## Gezeigter Text
<<<<

B) Vorbehaltlich des Buchstabens A) gehören Erzeugnisse, die der Warenbe­schreibung der Position 2843, 2846 oder 2852 entsprechen, zu diesen Positio­nen, auch wenn andere Positionen dieses Abschnitts in Betracht kommen.
2.
Vorbehaltlich der Anmerkung 1 sind Waren, die wegen ihrer Dosierung oder wegen ihrer Aufmachung für den Einzelverkauf zu einer der Positionen 3004, 3005, 3006, 3212, 3303, 3304, 3305, 3306, 3307, 3506, 3707 oder 3808 ge­hören können, dieser Position zuzuweisen, auch wenn andere Positionen der Nomenklatur in Betracht kommen.
3.
Warenzusammenstellungen, die aus zwei oder mehreren voneinander getrenn­ten Bestandteilen bestehen, von denen einige oder alle zu diesem Abschnitt gehören, und die erkennbar dazu bestimmt sind, durch Mischen ein Erzeugnis des Abschnitts VI oder VII herzustellen, sind der für dieses Erzeugnis zutref­fenden Position zuzuweisen unter der Voraussetzung, dass die Einzelbestand­teile:

a) ohne weiteres Umpacken aufgrund ihrer Aufmachung eindeutig erkennbar dazu bestimmt sind, zusammen verwendet zu werden,
b) zusammen gestellt werden und
c) entweder aufgrund ihrer Beschaffenheit oder ihrer entsprechenden Mengen als einander ergänzend erkennbar sind.

Anm. 1 zu Kap. 28 KN:

Zu Kapitel 28 gehören, soweit nichts anderes bestimmt ist, nur:

a) isolierte chemische Elemente und isolierte chemisch einheitliche Verbindun­gen, auch wenn sie Verunreinigungen enthalten;
b) wässrige Lösungen der unter Buchstabe a genannten Erzeugnisse;
c) andere Lösungen der unter Buchstabe a genannten Erzeugnisse, sofern die Aufmachung in derartigen Lösungen ausschließlich aus Sicherheits- oder Transportgründen üblich und erforderlich ist, vorausgesetzt, dass der Zusatz des Lösemittels das Erzeugnis nicht für bestimmte Verwendungszwecke geeig­neter macht als für den allgemeinen Gebrauch;
d) die unter den Buchstaben a bis c genannten Erzeugnisse mit Zusatz eines zu ihrer Erhaltung oder ihrem Transport notwendigen Stabilisierungsmittels (einschließlich Antibackmittel);
e) die unter den Buchstaben a bis d genannten Erzeugnisse, denen ein Anti­staubmittel oder zum leichteren Erkennen oder aus Sicherheitsgründen ein Farbmittel zugesetzt worden ist, vorausgesetzt, dass diese Zusätze das Er­zeugnis nicht für bestimmte Verwendungszwecke geeigneter machen als für den allgemeinen Gebrauch.

>>>>

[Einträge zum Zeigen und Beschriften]

<<<<

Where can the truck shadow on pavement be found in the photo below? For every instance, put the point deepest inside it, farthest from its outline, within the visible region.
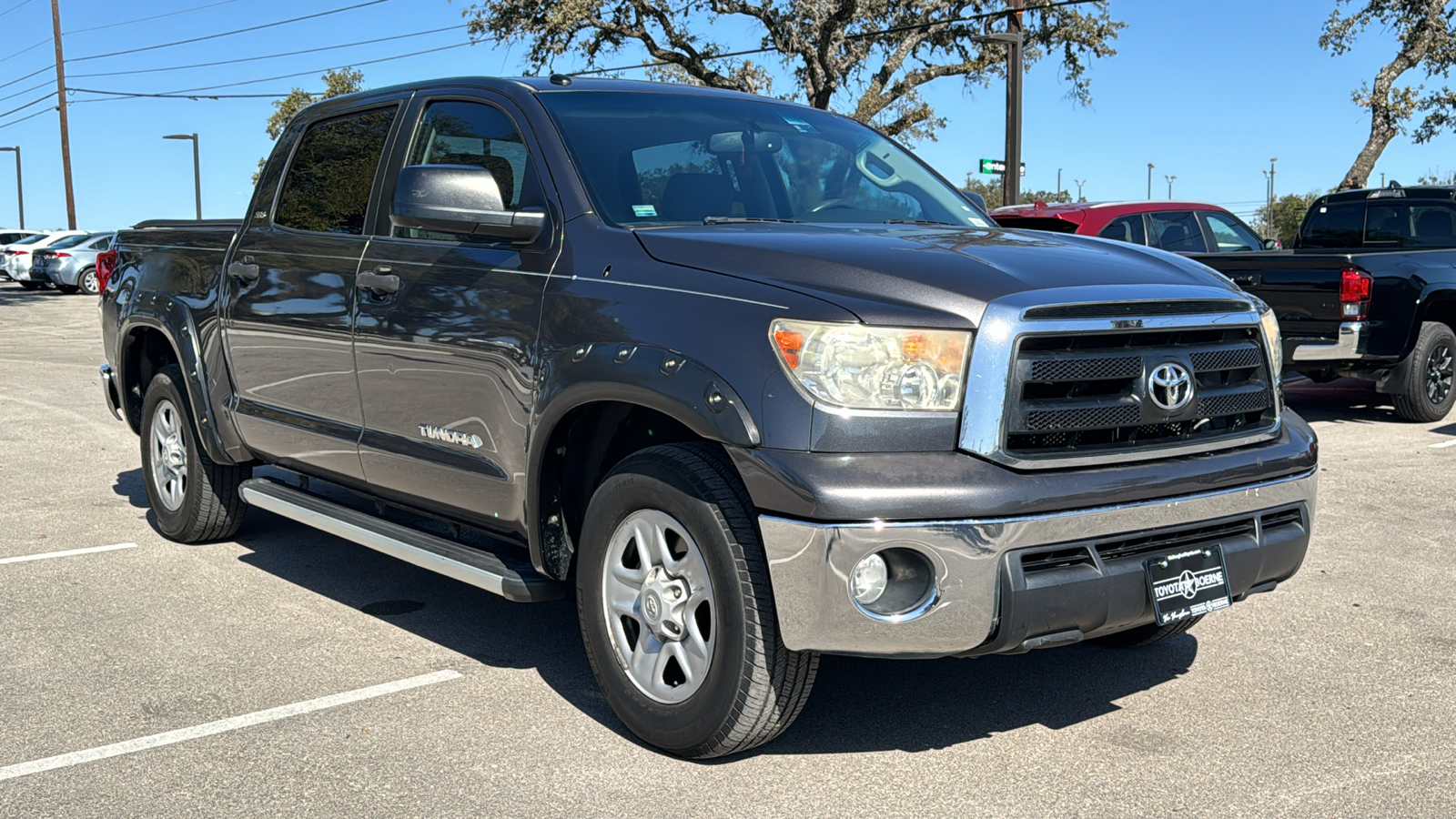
(858, 704)
(1340, 401)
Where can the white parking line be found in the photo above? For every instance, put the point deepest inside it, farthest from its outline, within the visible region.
(67, 552)
(220, 726)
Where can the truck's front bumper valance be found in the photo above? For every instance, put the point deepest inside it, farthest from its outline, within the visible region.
(1012, 583)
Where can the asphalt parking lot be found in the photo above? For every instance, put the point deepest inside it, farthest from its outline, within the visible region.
(288, 672)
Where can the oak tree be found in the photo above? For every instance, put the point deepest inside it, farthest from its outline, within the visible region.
(868, 58)
(1426, 44)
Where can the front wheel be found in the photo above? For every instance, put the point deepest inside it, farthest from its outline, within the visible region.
(1427, 397)
(676, 608)
(194, 497)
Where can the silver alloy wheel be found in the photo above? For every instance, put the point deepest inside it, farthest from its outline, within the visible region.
(660, 608)
(1439, 370)
(169, 460)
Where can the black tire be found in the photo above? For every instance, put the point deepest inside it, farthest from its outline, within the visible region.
(87, 283)
(206, 504)
(754, 687)
(1427, 392)
(1147, 634)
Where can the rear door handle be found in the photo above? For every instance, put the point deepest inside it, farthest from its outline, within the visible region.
(244, 271)
(378, 280)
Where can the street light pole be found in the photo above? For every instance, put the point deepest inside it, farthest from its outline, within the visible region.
(19, 184)
(197, 169)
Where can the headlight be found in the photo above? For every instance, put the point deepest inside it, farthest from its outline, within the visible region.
(874, 368)
(1273, 339)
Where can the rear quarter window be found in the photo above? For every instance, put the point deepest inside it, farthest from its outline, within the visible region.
(1334, 227)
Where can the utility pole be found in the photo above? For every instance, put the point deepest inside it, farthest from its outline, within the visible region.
(1011, 187)
(19, 184)
(66, 128)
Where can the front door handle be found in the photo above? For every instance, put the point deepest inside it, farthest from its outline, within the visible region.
(245, 273)
(378, 280)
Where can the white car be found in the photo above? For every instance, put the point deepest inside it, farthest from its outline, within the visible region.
(9, 237)
(18, 257)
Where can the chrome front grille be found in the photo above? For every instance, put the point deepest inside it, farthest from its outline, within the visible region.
(1075, 394)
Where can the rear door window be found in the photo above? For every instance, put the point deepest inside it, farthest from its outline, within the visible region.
(332, 174)
(1178, 232)
(1229, 235)
(1334, 227)
(1126, 229)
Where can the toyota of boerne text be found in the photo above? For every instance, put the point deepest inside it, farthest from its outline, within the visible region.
(746, 379)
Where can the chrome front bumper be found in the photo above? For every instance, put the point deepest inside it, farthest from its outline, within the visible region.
(1344, 349)
(810, 566)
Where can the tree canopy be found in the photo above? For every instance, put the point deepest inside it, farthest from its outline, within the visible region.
(1427, 44)
(868, 58)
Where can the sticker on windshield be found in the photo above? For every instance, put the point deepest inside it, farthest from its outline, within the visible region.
(801, 126)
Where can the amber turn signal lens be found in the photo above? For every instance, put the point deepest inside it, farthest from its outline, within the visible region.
(790, 344)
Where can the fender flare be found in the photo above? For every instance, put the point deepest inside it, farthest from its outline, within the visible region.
(171, 319)
(640, 375)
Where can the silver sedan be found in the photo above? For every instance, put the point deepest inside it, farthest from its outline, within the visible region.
(70, 264)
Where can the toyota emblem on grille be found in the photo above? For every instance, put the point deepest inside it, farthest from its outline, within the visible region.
(1169, 387)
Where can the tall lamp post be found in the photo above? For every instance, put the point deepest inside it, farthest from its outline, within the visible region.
(19, 186)
(197, 169)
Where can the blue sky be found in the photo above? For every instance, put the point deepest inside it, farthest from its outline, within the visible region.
(1206, 91)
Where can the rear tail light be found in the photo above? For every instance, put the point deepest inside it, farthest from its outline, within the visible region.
(1354, 293)
(106, 266)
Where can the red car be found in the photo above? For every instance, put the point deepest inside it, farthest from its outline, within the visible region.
(1181, 228)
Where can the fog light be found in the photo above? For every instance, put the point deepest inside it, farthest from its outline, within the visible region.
(868, 581)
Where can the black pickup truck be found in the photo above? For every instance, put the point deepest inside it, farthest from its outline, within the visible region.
(1368, 292)
(743, 378)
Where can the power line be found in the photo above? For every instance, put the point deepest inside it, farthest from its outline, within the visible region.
(152, 18)
(14, 7)
(269, 56)
(26, 116)
(194, 91)
(859, 35)
(28, 76)
(229, 33)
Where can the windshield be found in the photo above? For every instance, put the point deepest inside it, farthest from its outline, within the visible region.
(654, 159)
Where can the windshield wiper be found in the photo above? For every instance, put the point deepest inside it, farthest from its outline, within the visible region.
(742, 219)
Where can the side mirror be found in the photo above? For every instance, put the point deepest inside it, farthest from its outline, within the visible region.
(459, 198)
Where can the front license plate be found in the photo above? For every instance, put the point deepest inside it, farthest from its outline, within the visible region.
(1188, 583)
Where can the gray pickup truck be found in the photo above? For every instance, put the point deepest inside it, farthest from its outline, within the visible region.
(746, 379)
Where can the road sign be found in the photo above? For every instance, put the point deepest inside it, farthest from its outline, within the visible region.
(999, 167)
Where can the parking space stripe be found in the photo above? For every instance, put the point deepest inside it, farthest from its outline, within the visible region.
(67, 552)
(220, 726)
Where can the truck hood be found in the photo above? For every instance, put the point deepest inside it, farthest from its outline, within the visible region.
(914, 274)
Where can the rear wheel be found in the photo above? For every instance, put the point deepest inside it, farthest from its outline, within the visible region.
(676, 608)
(1148, 634)
(194, 499)
(1427, 392)
(87, 281)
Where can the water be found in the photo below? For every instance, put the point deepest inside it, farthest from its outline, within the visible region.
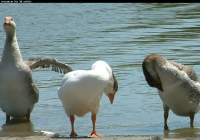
(121, 34)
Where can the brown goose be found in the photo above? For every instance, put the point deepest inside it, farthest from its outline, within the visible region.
(18, 92)
(177, 85)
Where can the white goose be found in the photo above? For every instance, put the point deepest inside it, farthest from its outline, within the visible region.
(18, 92)
(81, 91)
(177, 85)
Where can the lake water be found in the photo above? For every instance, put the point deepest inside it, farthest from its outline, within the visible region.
(121, 34)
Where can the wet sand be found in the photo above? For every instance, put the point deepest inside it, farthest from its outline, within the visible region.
(42, 137)
(103, 138)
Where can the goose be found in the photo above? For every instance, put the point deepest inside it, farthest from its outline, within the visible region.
(18, 92)
(81, 90)
(178, 86)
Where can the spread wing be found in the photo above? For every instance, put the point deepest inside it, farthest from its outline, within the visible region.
(38, 62)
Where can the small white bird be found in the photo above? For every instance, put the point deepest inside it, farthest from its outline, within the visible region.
(81, 91)
(177, 84)
(18, 92)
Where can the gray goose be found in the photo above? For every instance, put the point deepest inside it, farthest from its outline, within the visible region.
(178, 86)
(18, 92)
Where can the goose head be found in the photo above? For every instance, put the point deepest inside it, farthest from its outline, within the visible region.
(9, 26)
(112, 86)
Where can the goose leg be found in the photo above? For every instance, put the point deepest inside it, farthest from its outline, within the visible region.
(166, 114)
(94, 133)
(7, 118)
(28, 116)
(191, 119)
(73, 133)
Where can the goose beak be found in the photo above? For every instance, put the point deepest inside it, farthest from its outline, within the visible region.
(111, 97)
(7, 20)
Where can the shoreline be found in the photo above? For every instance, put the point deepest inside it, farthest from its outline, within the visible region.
(117, 137)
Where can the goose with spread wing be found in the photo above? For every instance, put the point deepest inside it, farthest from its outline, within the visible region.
(178, 86)
(18, 92)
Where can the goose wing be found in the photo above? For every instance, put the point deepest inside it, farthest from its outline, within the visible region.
(57, 66)
(187, 69)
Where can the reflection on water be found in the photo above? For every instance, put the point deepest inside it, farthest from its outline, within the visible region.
(17, 127)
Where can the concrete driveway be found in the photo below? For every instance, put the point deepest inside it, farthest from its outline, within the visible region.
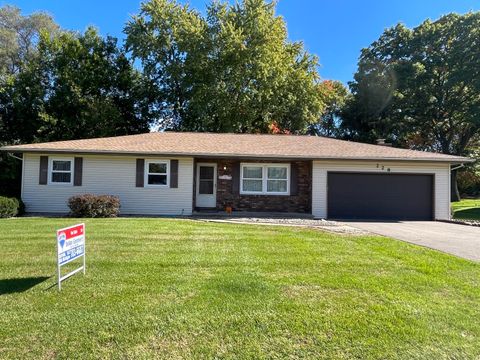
(455, 239)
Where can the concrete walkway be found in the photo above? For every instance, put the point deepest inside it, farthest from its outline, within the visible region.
(455, 239)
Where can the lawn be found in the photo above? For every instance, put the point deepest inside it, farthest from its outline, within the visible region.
(179, 289)
(466, 209)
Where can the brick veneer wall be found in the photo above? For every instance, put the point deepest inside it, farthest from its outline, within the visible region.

>>>>

## Die Aufgabe
Beantworte bitte diese Fragen zum Text:
1. Welche drei Positionen nennt der Absatz, der mit „Vorbehaltlich des Buchstabens A)“ beginnt?
2. Aufgrund wovon müssen die Einzelbestandteile laut Punkt 3, Buchstabe c) als einander ergänzend erkennbar sein?
3. Was schließt die „Anm. 1 zu Kap. 28 KN“ beim Stabilisierungsmittel in Klammern ein?
Die Daten haben mit dem Text nichts zu tun.

## Lösung der Aufgabe
1. Die Positionen 2843, 2846 und 2852.
2. Entweder aufgrund ihrer Beschaffenheit oder ihrer entsprechenden Mengen.
3. Antibackmittel.